Stored records:
______
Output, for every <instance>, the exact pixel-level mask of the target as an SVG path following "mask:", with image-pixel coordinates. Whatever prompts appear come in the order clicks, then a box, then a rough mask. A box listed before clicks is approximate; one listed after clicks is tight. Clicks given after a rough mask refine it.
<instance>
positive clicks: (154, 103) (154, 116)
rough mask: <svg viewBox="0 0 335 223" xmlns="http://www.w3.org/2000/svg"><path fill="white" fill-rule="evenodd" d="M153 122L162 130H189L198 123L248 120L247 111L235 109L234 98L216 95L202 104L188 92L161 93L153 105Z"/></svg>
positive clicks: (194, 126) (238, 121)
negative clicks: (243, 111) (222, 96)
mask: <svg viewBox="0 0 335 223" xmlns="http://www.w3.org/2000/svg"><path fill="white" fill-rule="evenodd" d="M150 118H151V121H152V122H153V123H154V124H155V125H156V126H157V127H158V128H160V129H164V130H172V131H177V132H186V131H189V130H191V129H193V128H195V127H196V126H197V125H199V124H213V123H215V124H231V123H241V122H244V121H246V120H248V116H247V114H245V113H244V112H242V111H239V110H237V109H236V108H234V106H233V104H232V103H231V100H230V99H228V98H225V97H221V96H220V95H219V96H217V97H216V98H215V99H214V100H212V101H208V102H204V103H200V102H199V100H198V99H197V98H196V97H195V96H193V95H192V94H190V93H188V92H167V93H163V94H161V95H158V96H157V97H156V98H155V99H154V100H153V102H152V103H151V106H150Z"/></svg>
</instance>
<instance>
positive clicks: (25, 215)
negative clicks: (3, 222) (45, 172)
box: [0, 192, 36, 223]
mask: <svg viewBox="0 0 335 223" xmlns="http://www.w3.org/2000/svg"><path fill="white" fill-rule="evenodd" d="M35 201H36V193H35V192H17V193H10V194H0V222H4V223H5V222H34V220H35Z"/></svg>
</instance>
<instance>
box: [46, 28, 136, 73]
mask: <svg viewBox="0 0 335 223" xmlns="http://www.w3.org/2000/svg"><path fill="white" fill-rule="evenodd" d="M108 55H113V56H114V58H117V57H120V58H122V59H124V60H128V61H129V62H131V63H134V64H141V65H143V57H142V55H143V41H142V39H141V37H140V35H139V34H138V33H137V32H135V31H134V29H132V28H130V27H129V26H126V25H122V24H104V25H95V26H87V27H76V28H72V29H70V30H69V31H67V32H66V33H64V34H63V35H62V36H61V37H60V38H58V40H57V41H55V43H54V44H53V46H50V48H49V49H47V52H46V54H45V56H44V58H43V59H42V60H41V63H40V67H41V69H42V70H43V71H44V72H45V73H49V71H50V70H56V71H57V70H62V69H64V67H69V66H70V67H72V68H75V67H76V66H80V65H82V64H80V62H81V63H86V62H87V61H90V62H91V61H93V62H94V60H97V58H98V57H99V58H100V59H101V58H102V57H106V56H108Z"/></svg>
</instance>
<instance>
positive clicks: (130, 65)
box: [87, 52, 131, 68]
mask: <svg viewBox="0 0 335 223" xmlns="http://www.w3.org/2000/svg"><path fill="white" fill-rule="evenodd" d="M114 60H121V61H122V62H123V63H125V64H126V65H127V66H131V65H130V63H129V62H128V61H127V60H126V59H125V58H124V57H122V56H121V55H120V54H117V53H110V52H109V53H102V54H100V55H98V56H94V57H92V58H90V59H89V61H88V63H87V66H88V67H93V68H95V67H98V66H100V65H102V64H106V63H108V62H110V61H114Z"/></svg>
______
» Activity: Each entry shown above should be copied out exactly.

» Problem solution:
Output, for every <instance>, the exact pixel-level mask of the target as an SVG path following "mask:", with image-pixel coordinates. Whatever prompts appear come in the order clicks, then a box, then a rough mask. A box listed before clicks is approximate; one listed after clicks is tight. Clicks given after a rough mask refine it.
<instance>
positive clicks: (154, 103) (154, 116)
rough mask: <svg viewBox="0 0 335 223" xmlns="http://www.w3.org/2000/svg"><path fill="white" fill-rule="evenodd" d="M153 122L162 130H189L198 123L248 120L247 111L235 109L234 98L216 95L202 104L188 92L161 93L153 105Z"/></svg>
positive clicks: (194, 126) (238, 121)
negative clicks: (243, 111) (222, 96)
mask: <svg viewBox="0 0 335 223" xmlns="http://www.w3.org/2000/svg"><path fill="white" fill-rule="evenodd" d="M150 118H151V121H152V122H153V123H154V124H155V125H156V126H157V127H158V128H160V129H164V130H172V131H177V132H186V131H189V130H191V129H193V128H195V127H196V126H197V125H199V124H213V123H215V124H231V123H241V122H244V121H246V120H248V116H247V114H245V113H244V112H242V111H239V110H237V109H236V108H234V106H233V104H232V103H231V100H230V99H228V98H225V97H221V96H220V95H219V96H217V97H216V98H215V99H214V100H212V101H208V102H204V103H200V102H199V100H198V99H197V98H196V97H195V96H193V95H192V94H190V93H188V92H167V93H163V94H161V95H158V96H157V97H156V98H155V99H154V100H153V102H152V103H151V106H150Z"/></svg>
</instance>
<instance>
positive clicks: (25, 215)
negative clicks: (3, 222) (45, 172)
box: [0, 192, 36, 223]
mask: <svg viewBox="0 0 335 223" xmlns="http://www.w3.org/2000/svg"><path fill="white" fill-rule="evenodd" d="M35 201H36V193H35V192H17V193H10V194H0V222H4V223H5V222H34V220H35Z"/></svg>
</instance>
<instance>
box: [46, 28, 136, 73]
mask: <svg viewBox="0 0 335 223" xmlns="http://www.w3.org/2000/svg"><path fill="white" fill-rule="evenodd" d="M108 55H113V56H114V58H117V57H120V58H122V59H124V60H128V61H129V62H131V63H134V64H141V65H143V57H142V55H143V41H142V39H141V37H140V35H139V34H138V33H137V32H135V31H134V29H132V28H130V27H129V26H126V25H122V24H104V25H95V26H87V27H76V28H72V29H70V30H69V31H67V32H66V33H64V34H63V35H62V36H61V37H60V38H58V40H57V41H55V43H54V44H53V46H50V48H49V49H47V52H46V54H45V56H44V58H43V59H42V60H41V63H40V67H41V69H42V70H43V71H44V72H45V73H49V71H50V70H56V71H57V70H62V69H64V67H69V66H70V67H72V68H75V67H76V66H80V65H82V64H80V62H81V63H86V62H87V61H90V62H91V61H93V62H94V60H97V58H98V57H99V58H100V59H101V58H102V57H106V56H108Z"/></svg>
</instance>
<instance>
positive clicks: (130, 65)
box: [87, 52, 131, 68]
mask: <svg viewBox="0 0 335 223" xmlns="http://www.w3.org/2000/svg"><path fill="white" fill-rule="evenodd" d="M114 60H121V61H122V62H123V63H125V64H126V65H127V66H131V65H130V63H129V62H128V61H127V60H126V59H125V58H124V57H122V56H121V55H120V54H117V53H110V52H109V53H102V54H100V55H98V56H94V57H92V58H90V59H89V61H88V63H87V66H88V67H93V68H95V67H98V66H100V65H102V64H106V63H108V62H110V61H114Z"/></svg>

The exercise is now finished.